• Exercise requirements: Lay out the entries below as a Markdown table with two columns, Row and Line, numbering each row and leaving out blank lines.

(Location identification entries)
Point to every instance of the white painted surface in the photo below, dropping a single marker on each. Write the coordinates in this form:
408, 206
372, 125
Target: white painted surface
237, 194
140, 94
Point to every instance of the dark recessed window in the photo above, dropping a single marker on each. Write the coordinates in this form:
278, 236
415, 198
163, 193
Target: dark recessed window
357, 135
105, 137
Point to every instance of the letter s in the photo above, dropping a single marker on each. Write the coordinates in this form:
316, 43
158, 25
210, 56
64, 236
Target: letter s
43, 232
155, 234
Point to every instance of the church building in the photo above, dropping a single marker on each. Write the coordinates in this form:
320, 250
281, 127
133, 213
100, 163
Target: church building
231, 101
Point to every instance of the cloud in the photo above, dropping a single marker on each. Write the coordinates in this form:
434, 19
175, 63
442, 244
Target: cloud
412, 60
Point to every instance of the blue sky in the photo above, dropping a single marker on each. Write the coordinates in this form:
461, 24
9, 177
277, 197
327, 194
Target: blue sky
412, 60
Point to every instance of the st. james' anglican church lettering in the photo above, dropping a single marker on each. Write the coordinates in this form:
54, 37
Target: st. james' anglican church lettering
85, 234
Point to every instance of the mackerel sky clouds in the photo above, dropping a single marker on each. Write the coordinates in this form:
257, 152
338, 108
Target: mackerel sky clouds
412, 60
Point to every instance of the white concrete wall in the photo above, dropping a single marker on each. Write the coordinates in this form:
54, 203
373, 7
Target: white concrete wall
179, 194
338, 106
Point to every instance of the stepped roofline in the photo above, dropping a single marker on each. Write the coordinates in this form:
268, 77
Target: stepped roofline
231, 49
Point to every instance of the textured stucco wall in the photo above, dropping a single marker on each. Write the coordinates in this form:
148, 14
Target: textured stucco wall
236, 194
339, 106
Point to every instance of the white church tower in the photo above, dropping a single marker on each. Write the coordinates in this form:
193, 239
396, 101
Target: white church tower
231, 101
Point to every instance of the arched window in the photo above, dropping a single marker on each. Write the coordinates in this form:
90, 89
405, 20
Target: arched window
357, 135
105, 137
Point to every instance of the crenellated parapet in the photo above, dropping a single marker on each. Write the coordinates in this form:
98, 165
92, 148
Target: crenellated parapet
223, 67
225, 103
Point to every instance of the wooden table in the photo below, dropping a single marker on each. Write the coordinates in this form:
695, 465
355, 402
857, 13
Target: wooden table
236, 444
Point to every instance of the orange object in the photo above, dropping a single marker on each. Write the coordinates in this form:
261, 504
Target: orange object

• Solution for this task:
| Row | Line |
|---|---|
| 1 | Point to every instance of the white painted surface in the photo below, dropping a single marker on each. Write the coordinates in this form: |
| 2 | 408, 206 |
| 3 | 372, 125 |
| 4 | Target: white painted surface |
| 5 | 237, 194 |
| 6 | 140, 94 |
| 7 | Point to every instance of the dark recessed window in the photo above, dropping a single marker on each. Write the coordinates in this form: |
| 8 | 278, 236 |
| 9 | 415, 198 |
| 10 | 163, 193 |
| 11 | Target: dark recessed window |
| 12 | 357, 135 |
| 13 | 105, 137 |
| 14 | Point to every instance of the letter s in the photo above, dropping a single marker on each. Write the coordinates in this form: |
| 15 | 316, 43 |
| 16 | 158, 25 |
| 17 | 210, 56 |
| 18 | 64, 236 |
| 19 | Target: letter s |
| 20 | 43, 232 |
| 21 | 155, 234 |
| 22 | Point to every instance of the church building in the photo above, dropping a single marker on each. Write the coordinates in this form: |
| 23 | 320, 250 |
| 24 | 281, 127 |
| 25 | 133, 213 |
| 26 | 100, 163 |
| 27 | Target: church building |
| 28 | 231, 101 |
| 29 | Point to every instance of the cloud in the photo above, dropping a single marker on each. Write the coordinates in this form: |
| 30 | 434, 19 |
| 31 | 175, 63 |
| 32 | 442, 244 |
| 33 | Target: cloud |
| 34 | 412, 60 |
| 35 | Point to every instance of the blue sky in the photo above, dropping a single marker on each. Write the coordinates in this form: |
| 36 | 461, 24 |
| 37 | 9, 177 |
| 38 | 277, 197 |
| 39 | 327, 194 |
| 40 | Target: blue sky |
| 41 | 412, 60 |
| 42 | Point to every instance of the st. james' anglican church lettering in the photo above, dropping a single marker on each. Write the coordinates in this form: |
| 43 | 54, 37 |
| 44 | Target: st. james' anglican church lettering |
| 45 | 85, 234 |
| 46 | Point to every instance of the mackerel sky clouds in the photo above, dropping a single marker on each. Write the coordinates in this form: |
| 47 | 257, 152 |
| 48 | 338, 108 |
| 49 | Target: mackerel sky clouds |
| 50 | 412, 60 |
| 51 | Point to every instance of the white concrete wall in the photo above, dropping a single marker on each. Write the coordinates in this form: |
| 52 | 54, 203 |
| 53 | 373, 7 |
| 54 | Target: white concrete wall |
| 55 | 179, 194 |
| 56 | 338, 106 |
| 57 | Point to every instance of the stepped roofline in the photo above, dropping a single marker on each. Write the coordinates in this form: |
| 58 | 268, 77 |
| 59 | Target: stepped roofline |
| 60 | 231, 49 |
| 61 | Point to every instance of the textured stucco wall in the photo above, dropping a single marker on each. Write the coordinates in this form: |
| 62 | 148, 14 |
| 63 | Target: textured stucco wall |
| 64 | 236, 194 |
| 65 | 339, 106 |
| 66 | Point to every instance of the white church tower in the photo above, dropping a single marker on each. Write the coordinates in this form: |
| 67 | 193, 239 |
| 68 | 396, 101 |
| 69 | Target: white church tower |
| 70 | 231, 101 |
| 71 | Point to every instance of the arched window in the photo above, dropping a single marker on each. Write the coordinates in this form: |
| 72 | 90, 89 |
| 73 | 405, 20 |
| 74 | Target: arched window |
| 75 | 357, 135 |
| 76 | 105, 137 |
| 77 | Point to every instance of the crenellated parapet in the photo above, dropping a single marker on each. Write the coordinates in this form: |
| 78 | 98, 165 |
| 79 | 92, 148 |
| 80 | Target: crenellated parapet |
| 81 | 223, 67 |
| 82 | 225, 103 |
| 83 | Point to every instance of the wooden table in the photo below, dropping a single marker on each. Write the coordinates in this form: |
| 84 | 695, 465 |
| 85 | 355, 402 |
| 86 | 857, 13 |
| 87 | Target: wooden table |
| 88 | 236, 444 |
| 89 | Point to every instance of the orange object in the photo above, dropping a single marker on each. Write the coordinates in this form: |
| 90 | 261, 504 |
| 91 | Target: orange object |